Go over the records and copy every line with the string "provided".

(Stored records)
================================
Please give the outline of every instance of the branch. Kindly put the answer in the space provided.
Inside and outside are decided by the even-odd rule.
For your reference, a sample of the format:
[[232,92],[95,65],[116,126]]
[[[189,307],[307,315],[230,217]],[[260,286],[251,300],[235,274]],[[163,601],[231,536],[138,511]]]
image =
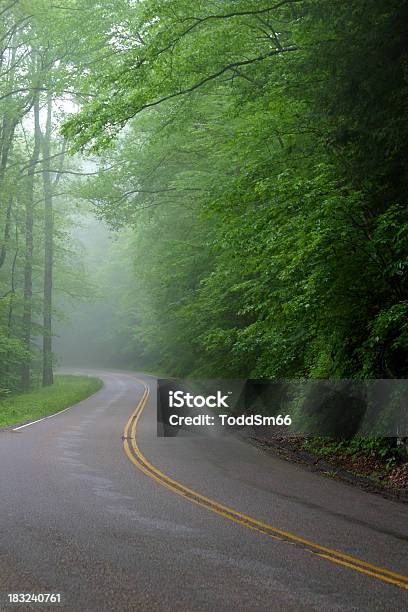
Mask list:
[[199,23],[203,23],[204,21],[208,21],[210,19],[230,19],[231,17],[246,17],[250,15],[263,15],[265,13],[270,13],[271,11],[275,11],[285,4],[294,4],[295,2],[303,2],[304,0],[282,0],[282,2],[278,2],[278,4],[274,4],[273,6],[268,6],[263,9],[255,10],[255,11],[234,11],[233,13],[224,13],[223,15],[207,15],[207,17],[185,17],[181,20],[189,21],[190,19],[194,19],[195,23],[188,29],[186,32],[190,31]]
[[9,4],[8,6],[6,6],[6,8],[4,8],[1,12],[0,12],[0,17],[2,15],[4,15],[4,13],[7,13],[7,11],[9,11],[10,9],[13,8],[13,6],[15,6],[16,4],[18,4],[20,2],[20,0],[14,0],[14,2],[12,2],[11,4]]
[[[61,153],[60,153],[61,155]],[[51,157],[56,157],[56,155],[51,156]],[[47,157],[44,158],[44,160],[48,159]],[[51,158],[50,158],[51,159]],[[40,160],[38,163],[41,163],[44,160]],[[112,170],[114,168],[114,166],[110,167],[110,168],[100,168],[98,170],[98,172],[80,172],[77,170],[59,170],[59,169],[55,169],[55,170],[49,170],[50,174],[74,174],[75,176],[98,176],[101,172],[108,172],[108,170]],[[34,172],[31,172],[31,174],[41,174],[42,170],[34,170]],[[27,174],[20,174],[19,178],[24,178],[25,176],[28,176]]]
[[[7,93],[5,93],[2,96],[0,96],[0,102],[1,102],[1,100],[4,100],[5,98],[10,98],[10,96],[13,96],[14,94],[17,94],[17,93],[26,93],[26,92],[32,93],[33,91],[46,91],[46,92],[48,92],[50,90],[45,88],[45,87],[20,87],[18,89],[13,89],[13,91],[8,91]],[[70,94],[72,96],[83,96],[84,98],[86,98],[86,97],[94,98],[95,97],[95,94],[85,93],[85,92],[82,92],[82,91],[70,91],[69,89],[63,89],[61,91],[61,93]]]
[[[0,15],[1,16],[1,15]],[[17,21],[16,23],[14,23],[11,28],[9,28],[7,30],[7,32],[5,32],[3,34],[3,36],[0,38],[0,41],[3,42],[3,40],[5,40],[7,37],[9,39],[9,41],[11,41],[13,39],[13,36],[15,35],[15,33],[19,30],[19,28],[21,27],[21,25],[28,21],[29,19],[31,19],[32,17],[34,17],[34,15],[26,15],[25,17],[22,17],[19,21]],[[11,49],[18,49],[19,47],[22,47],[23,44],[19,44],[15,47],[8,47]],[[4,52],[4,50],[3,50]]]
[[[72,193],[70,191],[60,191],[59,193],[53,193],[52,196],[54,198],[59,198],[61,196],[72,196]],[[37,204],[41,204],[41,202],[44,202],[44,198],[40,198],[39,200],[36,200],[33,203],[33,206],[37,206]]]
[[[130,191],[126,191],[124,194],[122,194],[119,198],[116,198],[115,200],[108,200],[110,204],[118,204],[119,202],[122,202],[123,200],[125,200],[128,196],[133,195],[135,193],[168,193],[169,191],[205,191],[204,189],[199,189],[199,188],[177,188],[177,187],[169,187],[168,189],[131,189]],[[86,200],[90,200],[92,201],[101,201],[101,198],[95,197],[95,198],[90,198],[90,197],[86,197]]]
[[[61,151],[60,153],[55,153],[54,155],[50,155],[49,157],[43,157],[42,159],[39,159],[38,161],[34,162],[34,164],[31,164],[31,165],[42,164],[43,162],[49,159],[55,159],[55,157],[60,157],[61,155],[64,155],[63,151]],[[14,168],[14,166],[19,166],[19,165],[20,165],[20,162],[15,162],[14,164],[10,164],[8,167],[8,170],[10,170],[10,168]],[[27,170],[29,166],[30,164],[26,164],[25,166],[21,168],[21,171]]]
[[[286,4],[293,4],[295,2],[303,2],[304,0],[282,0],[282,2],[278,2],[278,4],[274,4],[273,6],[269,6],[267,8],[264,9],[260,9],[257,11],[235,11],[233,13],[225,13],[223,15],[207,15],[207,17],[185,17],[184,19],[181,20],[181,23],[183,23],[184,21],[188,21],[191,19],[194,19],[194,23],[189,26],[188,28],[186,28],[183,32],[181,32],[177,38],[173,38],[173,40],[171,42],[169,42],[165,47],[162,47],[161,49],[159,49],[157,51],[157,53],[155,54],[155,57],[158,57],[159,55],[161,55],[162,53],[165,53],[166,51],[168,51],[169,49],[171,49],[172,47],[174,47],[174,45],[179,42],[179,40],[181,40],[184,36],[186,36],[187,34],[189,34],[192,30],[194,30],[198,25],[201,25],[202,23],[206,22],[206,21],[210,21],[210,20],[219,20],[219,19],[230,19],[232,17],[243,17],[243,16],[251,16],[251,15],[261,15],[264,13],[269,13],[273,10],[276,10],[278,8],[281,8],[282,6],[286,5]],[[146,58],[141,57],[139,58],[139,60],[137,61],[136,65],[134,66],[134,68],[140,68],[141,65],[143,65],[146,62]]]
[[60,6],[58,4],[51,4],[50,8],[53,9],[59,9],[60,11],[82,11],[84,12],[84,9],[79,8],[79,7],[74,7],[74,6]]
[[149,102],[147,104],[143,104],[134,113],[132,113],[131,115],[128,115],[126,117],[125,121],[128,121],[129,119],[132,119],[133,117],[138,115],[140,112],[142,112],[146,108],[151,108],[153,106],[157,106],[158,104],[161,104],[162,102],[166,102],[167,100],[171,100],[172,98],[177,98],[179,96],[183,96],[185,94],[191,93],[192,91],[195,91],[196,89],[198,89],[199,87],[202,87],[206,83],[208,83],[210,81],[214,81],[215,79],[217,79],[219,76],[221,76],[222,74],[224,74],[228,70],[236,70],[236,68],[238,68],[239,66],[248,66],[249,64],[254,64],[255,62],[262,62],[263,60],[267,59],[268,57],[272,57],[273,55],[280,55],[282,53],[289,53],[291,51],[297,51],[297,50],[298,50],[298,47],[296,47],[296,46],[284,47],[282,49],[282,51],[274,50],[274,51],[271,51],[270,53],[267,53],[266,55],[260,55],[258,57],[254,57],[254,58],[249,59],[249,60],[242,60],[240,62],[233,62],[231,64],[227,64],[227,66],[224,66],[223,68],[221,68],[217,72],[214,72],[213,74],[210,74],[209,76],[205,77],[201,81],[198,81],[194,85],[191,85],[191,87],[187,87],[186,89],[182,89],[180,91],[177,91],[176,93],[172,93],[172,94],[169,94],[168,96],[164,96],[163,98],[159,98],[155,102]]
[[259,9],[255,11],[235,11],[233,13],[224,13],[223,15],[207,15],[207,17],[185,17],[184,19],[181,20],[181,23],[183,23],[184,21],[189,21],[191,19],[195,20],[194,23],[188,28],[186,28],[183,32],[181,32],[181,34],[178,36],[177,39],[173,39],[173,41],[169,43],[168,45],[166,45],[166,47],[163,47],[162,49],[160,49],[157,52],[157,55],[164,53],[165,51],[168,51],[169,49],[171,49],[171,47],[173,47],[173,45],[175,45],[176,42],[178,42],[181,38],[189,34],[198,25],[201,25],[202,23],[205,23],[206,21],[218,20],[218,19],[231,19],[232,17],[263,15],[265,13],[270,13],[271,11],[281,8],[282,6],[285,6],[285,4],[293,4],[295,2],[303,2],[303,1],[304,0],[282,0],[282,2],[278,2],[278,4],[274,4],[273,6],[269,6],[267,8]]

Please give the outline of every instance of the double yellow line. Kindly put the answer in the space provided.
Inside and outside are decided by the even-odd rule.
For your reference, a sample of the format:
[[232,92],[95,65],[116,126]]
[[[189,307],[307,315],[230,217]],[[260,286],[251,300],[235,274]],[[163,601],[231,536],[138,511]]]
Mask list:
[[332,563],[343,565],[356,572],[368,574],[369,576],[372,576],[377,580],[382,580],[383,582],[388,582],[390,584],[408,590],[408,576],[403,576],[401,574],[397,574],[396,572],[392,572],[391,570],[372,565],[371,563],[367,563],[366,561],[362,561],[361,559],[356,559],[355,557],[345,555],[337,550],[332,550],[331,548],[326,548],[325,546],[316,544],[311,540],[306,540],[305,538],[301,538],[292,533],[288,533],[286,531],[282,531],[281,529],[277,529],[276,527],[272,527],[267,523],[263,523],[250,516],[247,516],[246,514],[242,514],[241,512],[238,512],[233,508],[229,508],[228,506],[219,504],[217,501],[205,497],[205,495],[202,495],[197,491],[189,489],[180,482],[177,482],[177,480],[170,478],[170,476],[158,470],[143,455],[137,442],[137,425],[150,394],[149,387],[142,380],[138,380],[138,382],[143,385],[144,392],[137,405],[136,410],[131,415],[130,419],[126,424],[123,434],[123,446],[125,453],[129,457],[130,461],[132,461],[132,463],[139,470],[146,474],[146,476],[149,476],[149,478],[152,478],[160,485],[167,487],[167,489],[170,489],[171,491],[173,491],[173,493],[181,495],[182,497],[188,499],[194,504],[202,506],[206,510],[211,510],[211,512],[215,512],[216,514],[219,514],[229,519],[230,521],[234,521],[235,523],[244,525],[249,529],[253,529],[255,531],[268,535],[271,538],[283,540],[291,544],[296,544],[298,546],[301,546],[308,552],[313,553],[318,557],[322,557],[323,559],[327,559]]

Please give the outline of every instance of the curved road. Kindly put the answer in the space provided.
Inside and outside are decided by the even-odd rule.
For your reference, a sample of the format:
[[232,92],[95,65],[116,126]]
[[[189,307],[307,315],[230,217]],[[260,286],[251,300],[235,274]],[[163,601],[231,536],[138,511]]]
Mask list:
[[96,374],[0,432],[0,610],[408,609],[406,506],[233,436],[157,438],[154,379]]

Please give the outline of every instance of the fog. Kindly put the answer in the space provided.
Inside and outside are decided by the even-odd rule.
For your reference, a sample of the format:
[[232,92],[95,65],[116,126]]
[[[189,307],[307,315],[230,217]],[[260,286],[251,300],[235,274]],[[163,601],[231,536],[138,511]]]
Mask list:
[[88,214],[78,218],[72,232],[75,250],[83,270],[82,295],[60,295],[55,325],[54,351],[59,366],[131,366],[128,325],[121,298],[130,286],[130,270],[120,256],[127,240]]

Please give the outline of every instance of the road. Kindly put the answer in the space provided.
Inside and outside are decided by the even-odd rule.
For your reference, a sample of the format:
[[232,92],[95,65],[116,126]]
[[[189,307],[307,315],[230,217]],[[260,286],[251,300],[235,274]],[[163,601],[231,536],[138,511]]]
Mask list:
================================
**EXPECTED ANSWER**
Please give the outline of every instance of the branch. Kindly put the answer in the space provided.
Please give the outline of every instance of the double yellow line. Kindly put the answer in the space provided.
Please give the outline of every instance of the curved road. Kindly put the answer in the space provided.
Please give the outline of every instance of the fog. Kindly put the answer in the space provided.
Please give the outline of every instance of the road. Kindly put the answer in the space provided.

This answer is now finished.